> **REQUIRED WORK**
Make an exact copy of the records below, excluding images.

> **DATA FOR THE TASK**
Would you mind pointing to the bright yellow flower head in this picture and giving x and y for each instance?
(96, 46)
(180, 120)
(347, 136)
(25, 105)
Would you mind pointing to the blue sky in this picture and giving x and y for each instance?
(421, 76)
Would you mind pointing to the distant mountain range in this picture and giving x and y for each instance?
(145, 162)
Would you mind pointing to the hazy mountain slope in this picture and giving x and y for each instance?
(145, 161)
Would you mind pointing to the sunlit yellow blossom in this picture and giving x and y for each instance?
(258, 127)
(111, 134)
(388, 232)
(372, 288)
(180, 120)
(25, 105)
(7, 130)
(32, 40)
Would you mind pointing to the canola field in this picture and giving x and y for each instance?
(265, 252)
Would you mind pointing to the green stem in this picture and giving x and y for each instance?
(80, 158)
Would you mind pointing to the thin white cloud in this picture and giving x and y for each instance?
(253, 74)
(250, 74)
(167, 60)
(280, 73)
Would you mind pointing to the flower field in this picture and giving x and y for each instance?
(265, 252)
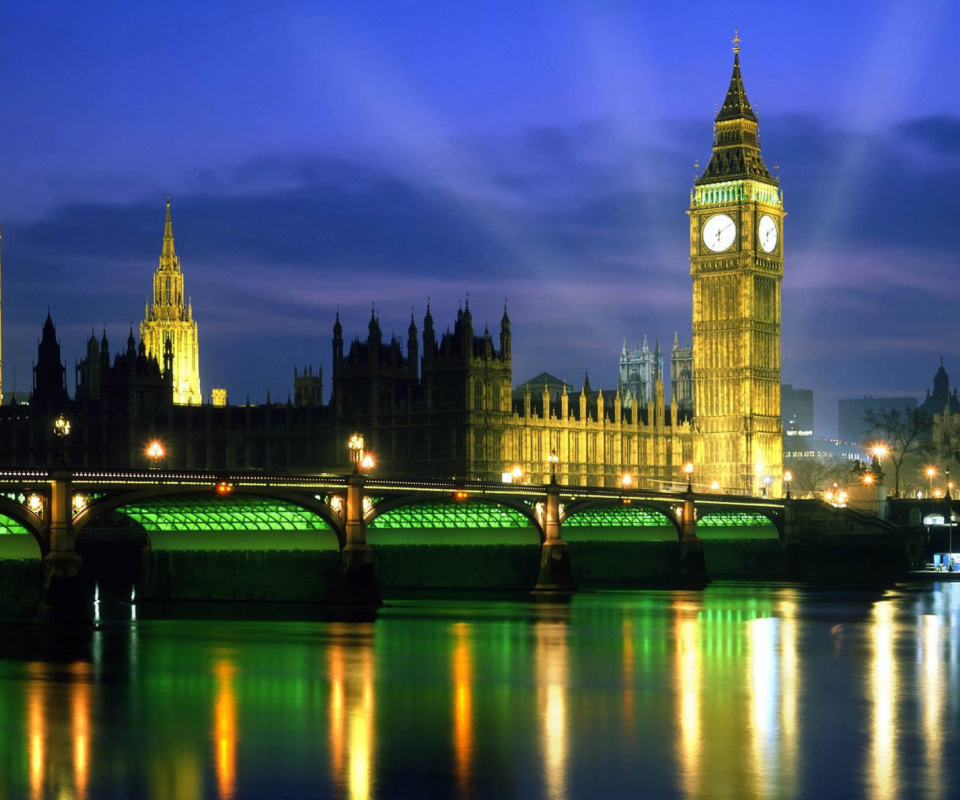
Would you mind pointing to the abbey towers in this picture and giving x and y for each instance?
(170, 319)
(736, 263)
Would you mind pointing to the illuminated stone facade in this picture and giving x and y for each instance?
(736, 263)
(170, 319)
(456, 416)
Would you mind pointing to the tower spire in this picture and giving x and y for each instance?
(168, 253)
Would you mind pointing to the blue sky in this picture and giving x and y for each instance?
(343, 154)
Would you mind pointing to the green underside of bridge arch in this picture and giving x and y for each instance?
(735, 525)
(16, 542)
(236, 523)
(619, 523)
(10, 526)
(451, 522)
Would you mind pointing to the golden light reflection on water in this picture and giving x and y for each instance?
(36, 727)
(551, 659)
(688, 672)
(737, 686)
(462, 707)
(225, 727)
(80, 726)
(628, 677)
(883, 695)
(351, 710)
(932, 690)
(789, 693)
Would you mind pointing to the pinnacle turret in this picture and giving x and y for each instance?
(736, 146)
(168, 256)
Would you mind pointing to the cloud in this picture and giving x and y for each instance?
(581, 227)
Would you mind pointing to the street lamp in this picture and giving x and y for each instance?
(61, 428)
(355, 446)
(946, 474)
(869, 478)
(155, 453)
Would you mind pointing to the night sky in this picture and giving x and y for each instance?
(357, 153)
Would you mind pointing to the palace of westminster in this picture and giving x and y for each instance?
(445, 406)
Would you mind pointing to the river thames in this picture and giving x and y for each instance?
(739, 691)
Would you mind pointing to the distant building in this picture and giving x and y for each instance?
(553, 385)
(796, 410)
(936, 401)
(800, 447)
(852, 428)
(641, 367)
(639, 370)
(169, 321)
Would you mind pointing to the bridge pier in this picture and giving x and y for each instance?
(693, 567)
(555, 577)
(358, 585)
(62, 592)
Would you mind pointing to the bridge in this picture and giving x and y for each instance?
(344, 519)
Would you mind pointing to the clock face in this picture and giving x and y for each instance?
(767, 233)
(719, 232)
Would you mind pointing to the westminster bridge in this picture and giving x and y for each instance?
(249, 535)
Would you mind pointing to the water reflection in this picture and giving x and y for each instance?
(80, 726)
(351, 709)
(551, 670)
(932, 691)
(36, 727)
(462, 707)
(883, 694)
(688, 671)
(499, 700)
(733, 661)
(225, 727)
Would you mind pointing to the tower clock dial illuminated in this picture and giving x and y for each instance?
(767, 233)
(719, 232)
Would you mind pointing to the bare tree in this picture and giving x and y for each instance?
(905, 431)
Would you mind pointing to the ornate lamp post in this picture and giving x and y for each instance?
(61, 428)
(946, 474)
(355, 446)
(155, 453)
(554, 459)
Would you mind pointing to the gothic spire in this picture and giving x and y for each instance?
(736, 146)
(168, 253)
(735, 104)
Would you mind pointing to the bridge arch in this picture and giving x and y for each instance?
(260, 512)
(419, 520)
(19, 540)
(613, 521)
(727, 522)
(22, 520)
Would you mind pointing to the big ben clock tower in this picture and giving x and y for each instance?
(736, 262)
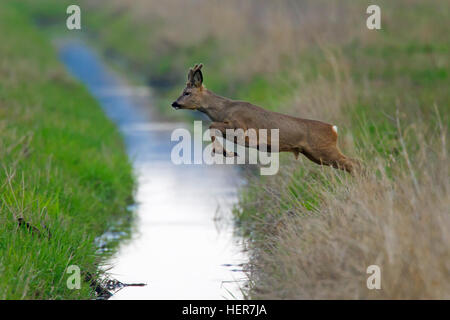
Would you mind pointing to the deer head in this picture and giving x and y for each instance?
(192, 96)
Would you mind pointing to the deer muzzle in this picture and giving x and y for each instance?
(176, 105)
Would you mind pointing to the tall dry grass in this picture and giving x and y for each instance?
(395, 220)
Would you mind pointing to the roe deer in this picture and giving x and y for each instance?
(314, 139)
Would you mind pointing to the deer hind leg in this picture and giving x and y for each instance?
(217, 146)
(331, 156)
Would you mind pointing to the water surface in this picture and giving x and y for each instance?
(183, 246)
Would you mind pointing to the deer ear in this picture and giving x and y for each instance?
(197, 78)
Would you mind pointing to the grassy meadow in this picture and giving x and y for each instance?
(313, 230)
(64, 174)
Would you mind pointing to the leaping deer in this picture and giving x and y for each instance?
(314, 139)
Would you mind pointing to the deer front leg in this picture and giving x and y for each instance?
(217, 146)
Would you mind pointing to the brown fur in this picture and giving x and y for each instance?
(315, 139)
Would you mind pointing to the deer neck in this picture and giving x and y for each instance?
(214, 106)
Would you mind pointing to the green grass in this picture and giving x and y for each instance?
(63, 168)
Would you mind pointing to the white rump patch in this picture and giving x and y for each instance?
(335, 129)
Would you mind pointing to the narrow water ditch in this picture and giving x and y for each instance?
(183, 245)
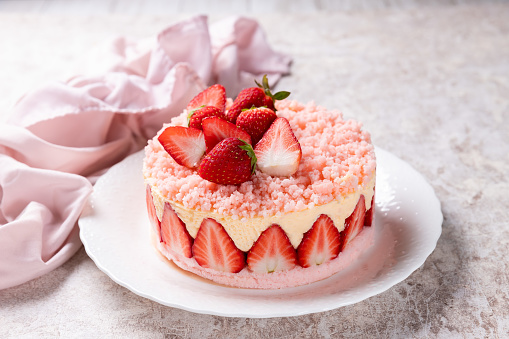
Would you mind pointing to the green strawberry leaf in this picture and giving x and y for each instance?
(249, 149)
(281, 95)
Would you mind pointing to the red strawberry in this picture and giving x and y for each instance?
(278, 152)
(354, 223)
(247, 98)
(213, 248)
(368, 220)
(256, 121)
(272, 252)
(174, 232)
(320, 244)
(185, 145)
(216, 129)
(151, 209)
(232, 161)
(196, 116)
(213, 96)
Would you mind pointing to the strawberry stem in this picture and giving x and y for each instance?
(250, 152)
(266, 88)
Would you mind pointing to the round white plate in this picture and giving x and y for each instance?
(115, 231)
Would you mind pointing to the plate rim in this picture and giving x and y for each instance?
(389, 283)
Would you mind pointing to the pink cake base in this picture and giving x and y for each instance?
(295, 277)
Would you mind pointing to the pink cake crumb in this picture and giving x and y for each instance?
(337, 159)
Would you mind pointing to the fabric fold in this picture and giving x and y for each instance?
(61, 137)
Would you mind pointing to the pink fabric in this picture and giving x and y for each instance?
(63, 136)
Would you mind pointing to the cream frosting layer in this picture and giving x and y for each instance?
(245, 231)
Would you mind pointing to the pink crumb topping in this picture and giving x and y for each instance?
(337, 159)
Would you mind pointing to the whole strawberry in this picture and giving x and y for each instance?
(230, 162)
(256, 122)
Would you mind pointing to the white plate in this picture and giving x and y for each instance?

> **EXERCISE SOLUTION**
Would you mind pointing to the bright yellow flower head in this picture and giving x and y for each instance?
(96, 46)
(180, 120)
(347, 136)
(25, 105)
Would you mind pointing to the blue sky in this picture and giving x and y for each instance?
(421, 76)
Would you mind pointing to the distant mountain range in this picture and giving x and y for each instance?
(145, 162)
Would you mind pointing to the hazy mountain slope in this picture and giving x and y for each instance?
(145, 161)
Would you mind pointing to the sunlit yellow blossom in this picture and giving x and y for each instance?
(258, 127)
(111, 134)
(388, 232)
(372, 288)
(180, 120)
(25, 105)
(7, 130)
(32, 40)
Would you mind pointing to the canola field in this picture and giving x and y for each instance?
(265, 252)
Would you mind pointing to the green stem in this picture and giving x and y for each instance?
(80, 158)
Would you mind pointing to the thin white cloud in this picture and giving x and y for each instance?
(253, 74)
(250, 74)
(167, 60)
(280, 73)
Would you mind pointing to the flower field in this picture and giving x and y for each instance?
(265, 252)
Would you mind pointing to the abbey towers in this picture and giving x and y for each instance?
(170, 319)
(736, 263)
Would you mind pointing to the illuminated stone facade in this picture and giving x and y for each instance?
(736, 263)
(170, 319)
(456, 416)
Would you mind pointing to the tower spire in this picture and giving x and y for each instance?
(168, 253)
Would you mind pointing to the blue sky in this picture and giving x and y for each instance?
(343, 154)
Would you mind pointing to the green underside of bridge arch in this picture and giving x and y for each instance?
(735, 525)
(16, 542)
(236, 523)
(619, 523)
(10, 526)
(451, 522)
Would you mind pointing to the golden light reflection on water in this picture and giving x and y for each instance?
(36, 727)
(551, 659)
(688, 672)
(737, 686)
(462, 707)
(225, 727)
(80, 726)
(628, 677)
(883, 695)
(351, 710)
(932, 690)
(789, 693)
Would you mind pointing to the pinnacle turret in this picture and giving x and y for each instance?
(736, 146)
(168, 256)
Would you mind pointing to the cloud in this picture and giving x and y for each instance?
(581, 227)
Would you mind pointing to the street lamp in this picture and giving x and y for each instance?
(61, 428)
(355, 446)
(946, 474)
(869, 478)
(155, 453)
Would you mind pointing to the night sky in this picture and giving x and y for each instance?
(357, 153)
Would you mind pointing to the palace of westminster in this picture and giving x and y for each instance?
(445, 406)
Would you mind pointing to the river thames in this picture and giving x and y for each instance?
(739, 691)
Would you mind pointing to the distant building in this picture and giving x and y for each instance?
(553, 385)
(796, 410)
(936, 401)
(800, 447)
(852, 428)
(641, 367)
(639, 370)
(169, 321)
Would you mind pointing to the bridge pier in this picture and giving x and y for each instance?
(693, 567)
(555, 577)
(358, 585)
(62, 592)
Would you mind pointing to the bridge in this picture and giving x and y for each instance?
(344, 519)
Would you mind pointing to the clock face in this picture and giving x and y for each instance?
(767, 233)
(719, 232)
Would you mind pointing to the westminster bridge in this picture and giving x and y for each instance?
(249, 535)
Would you mind pointing to the water reflection in this picture and giving x and y for each instance?
(80, 726)
(351, 709)
(551, 670)
(932, 691)
(36, 727)
(462, 707)
(883, 694)
(688, 671)
(499, 700)
(733, 661)
(225, 727)
Would you mind pointing to the tower clock dial illuminated in this picture and giving x and y for each instance?
(767, 233)
(719, 232)
Would you mind pointing to the bare tree in this picture and giving x and y for each instance?
(905, 431)
Would you mind pointing to the ornate lamp post in this picture and giving x and y for each instance?
(61, 428)
(946, 474)
(355, 446)
(155, 453)
(554, 459)
Would you mind pointing to the gothic spire in this picture and giving x and y for each instance?
(736, 146)
(168, 253)
(735, 104)
Would you mind pointing to the bridge arch in this picture and giving x and y for each instance?
(260, 512)
(419, 520)
(19, 540)
(613, 521)
(727, 522)
(22, 520)
Would you mind pointing to the big ben clock tower in this picture and giving x and y for each instance?
(736, 262)
Would you mind pointing to the deer head in this picture and giving x and y for each instance?
(192, 96)
Would you mind pointing to the deer muzzle in this picture and giving x and y for each instance?
(176, 105)
Would you mind pointing to the tall dry grass in this picture and giving x and y for each instance?
(395, 220)
Would you mind pointing to the roe deer in this picture and giving x and y for each instance?
(314, 139)
Would you mind pointing to the deer hind leg in this picture and giving x and y for each instance?
(217, 146)
(331, 156)
Would you mind pointing to the water surface in this picture and giving x and y for each instance?
(183, 246)
Would you mind pointing to the deer ear in this picture and giving x and y for each instance?
(197, 78)
Would you mind pointing to the grassy meadow in this picture and giving x and y for each instance?
(313, 230)
(64, 174)
Would you mind pointing to the leaping deer in this picture and giving x and y for each instance?
(314, 139)
Would you mind pointing to the deer front leg in this picture and giving x and y for each instance?
(217, 146)
Would you mind pointing to the brown fur in this picture and giving x and y for each instance?
(315, 139)
Would you mind pointing to the deer neck in this picture and giving x and y for each instance?
(214, 106)
Would you mind pointing to the green grass in this picture and giving x and y for each instance?
(63, 168)
Would you mind pointing to the white rump patch in this picture and giving x and y for each instance?
(335, 129)
Would you mind pointing to the narrow water ditch in this picture and giving x and y for each instance?
(183, 245)
Would you mind pointing to the green strawberry leaf in this picture and giving x and y for each instance?
(249, 149)
(281, 95)
Would you mind pointing to the red strawberry in this picture and giving x and y for each instance?
(278, 152)
(354, 223)
(247, 98)
(213, 248)
(368, 220)
(256, 121)
(272, 252)
(174, 232)
(320, 244)
(185, 145)
(216, 129)
(151, 209)
(232, 161)
(196, 116)
(213, 96)
Would you mind pointing to the strawberry stem in this picture and giving x and y for each instance?
(250, 152)
(266, 88)
Would you mind pointing to the round white plate in this picture and giving x and y for each instance?
(115, 231)
Would you mind pointing to the plate rim in this picture and giving x and y for each instance?
(389, 283)
Would you mind pointing to the pink cake base in this picture and giving x and y for each instance?
(295, 277)
Would you mind pointing to the pink cake crumb in this picture and giving x and y for each instance?
(337, 159)
Would you mind pointing to the fabric fold in this picture and giving x and y for each instance?
(61, 137)
Would you mind pointing to the pink fabric in this picture and giving x and y for each instance?
(63, 136)
Would you mind pointing to the cream frosting layer in this picture and giving x and y for each instance?
(245, 231)
Would you mind pointing to the pink crumb topping in this picture and giving x and y for each instance?
(337, 159)
Would you mind pointing to the whole strawberry in this picture and giving x and y for each instance?
(230, 162)
(256, 122)
Would you mind pointing to the white plate in this picture and giving x and y for each instance?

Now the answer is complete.